**Raw data**
####################
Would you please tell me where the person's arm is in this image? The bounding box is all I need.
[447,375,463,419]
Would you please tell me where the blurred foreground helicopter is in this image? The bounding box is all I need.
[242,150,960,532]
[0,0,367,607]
####################
**TASK OBJECTIVE**
Echo the data verbatim from the line containing "Would you please tell me where the blurred" through the end of the data.

**TASK OUTPUT**
Would you please tell me where the blurred foreground helicopter is in this image? The bounding box is all I need.
[242,150,960,532]
[0,0,367,607]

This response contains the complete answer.